→ **DATA SUPPLIED**:
··········

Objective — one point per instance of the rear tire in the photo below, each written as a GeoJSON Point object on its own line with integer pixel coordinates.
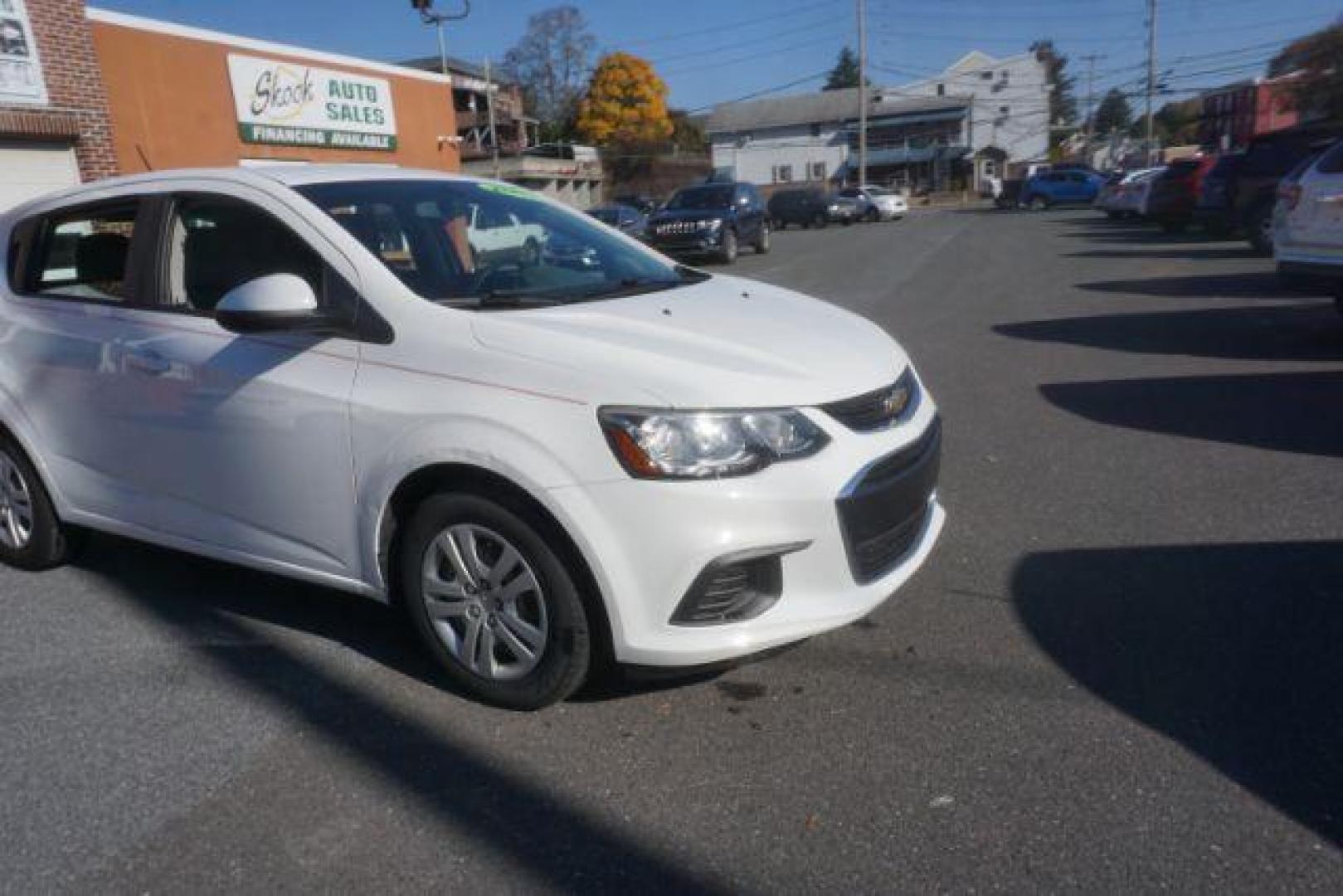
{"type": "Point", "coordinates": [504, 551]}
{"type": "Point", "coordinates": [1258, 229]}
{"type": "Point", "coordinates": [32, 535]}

··········

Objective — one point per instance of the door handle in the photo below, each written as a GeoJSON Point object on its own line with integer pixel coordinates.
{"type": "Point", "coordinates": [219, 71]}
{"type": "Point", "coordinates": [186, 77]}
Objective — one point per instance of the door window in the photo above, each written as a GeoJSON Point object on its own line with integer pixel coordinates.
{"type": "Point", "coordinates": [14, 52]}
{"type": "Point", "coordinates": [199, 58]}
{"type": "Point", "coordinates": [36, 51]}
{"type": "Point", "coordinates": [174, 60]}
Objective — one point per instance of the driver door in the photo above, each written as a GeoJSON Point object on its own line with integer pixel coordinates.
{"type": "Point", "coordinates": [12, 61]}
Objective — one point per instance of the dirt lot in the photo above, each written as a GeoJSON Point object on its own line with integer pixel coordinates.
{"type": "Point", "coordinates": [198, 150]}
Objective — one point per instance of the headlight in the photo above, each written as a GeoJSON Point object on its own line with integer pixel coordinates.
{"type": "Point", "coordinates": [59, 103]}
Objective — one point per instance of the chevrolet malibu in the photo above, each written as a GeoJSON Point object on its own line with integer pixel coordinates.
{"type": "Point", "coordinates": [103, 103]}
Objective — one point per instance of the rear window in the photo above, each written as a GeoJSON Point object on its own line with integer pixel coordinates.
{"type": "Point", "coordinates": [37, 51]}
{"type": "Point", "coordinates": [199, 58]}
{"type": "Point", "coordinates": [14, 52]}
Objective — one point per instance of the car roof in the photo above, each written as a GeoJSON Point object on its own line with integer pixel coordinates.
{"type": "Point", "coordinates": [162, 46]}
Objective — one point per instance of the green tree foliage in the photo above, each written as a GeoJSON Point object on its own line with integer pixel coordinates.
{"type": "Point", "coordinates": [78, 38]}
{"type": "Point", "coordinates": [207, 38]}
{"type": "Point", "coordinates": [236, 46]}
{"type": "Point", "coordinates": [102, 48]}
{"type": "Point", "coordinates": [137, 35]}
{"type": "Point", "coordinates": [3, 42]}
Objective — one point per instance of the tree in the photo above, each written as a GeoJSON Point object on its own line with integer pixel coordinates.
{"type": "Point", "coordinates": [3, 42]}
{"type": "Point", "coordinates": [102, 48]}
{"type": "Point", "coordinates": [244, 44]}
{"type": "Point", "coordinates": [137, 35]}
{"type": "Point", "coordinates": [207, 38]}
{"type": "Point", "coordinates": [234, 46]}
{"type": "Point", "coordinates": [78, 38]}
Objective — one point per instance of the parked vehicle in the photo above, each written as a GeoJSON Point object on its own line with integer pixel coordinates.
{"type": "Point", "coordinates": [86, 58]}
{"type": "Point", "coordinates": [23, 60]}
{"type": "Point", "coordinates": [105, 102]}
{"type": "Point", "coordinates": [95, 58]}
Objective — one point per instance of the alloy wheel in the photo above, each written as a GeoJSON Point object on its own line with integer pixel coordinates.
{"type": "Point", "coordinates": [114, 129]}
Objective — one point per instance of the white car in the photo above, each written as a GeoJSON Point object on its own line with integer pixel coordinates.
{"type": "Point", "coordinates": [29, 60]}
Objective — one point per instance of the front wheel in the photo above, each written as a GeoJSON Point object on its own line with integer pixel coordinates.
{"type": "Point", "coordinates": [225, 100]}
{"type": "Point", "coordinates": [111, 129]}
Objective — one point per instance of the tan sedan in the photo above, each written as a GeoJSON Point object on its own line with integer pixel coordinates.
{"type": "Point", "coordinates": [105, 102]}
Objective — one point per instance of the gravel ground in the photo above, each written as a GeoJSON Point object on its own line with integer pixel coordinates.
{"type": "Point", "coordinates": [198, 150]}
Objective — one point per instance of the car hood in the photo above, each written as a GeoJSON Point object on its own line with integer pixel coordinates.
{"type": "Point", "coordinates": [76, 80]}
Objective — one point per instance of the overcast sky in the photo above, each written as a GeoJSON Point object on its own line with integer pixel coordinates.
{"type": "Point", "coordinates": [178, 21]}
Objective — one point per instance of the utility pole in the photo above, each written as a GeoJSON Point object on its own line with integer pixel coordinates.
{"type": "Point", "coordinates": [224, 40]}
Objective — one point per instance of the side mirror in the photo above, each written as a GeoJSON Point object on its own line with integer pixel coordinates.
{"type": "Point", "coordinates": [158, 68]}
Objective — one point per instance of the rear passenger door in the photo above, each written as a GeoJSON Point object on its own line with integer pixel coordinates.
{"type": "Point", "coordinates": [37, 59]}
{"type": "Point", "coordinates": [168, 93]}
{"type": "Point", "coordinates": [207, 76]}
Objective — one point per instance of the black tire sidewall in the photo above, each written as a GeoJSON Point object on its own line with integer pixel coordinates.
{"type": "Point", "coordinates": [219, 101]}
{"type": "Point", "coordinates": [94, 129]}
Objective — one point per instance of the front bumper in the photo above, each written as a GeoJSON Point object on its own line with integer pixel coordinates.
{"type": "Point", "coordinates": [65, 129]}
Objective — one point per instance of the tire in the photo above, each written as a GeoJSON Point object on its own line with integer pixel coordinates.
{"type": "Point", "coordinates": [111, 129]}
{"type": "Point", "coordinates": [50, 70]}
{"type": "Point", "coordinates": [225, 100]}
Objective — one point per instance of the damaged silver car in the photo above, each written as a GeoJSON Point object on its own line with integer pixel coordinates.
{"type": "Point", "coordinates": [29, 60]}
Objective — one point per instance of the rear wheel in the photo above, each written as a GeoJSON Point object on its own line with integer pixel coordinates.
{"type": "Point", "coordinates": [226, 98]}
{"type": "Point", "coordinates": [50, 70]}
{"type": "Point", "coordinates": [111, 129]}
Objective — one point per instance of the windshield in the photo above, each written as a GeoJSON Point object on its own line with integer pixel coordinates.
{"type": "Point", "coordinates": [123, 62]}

··········

→ **WHAT TO WORK ON**:
How many lines of the records above contain the string "tree", with case counting? Reply with the number alone.

→ **TASK OUTPUT**:
2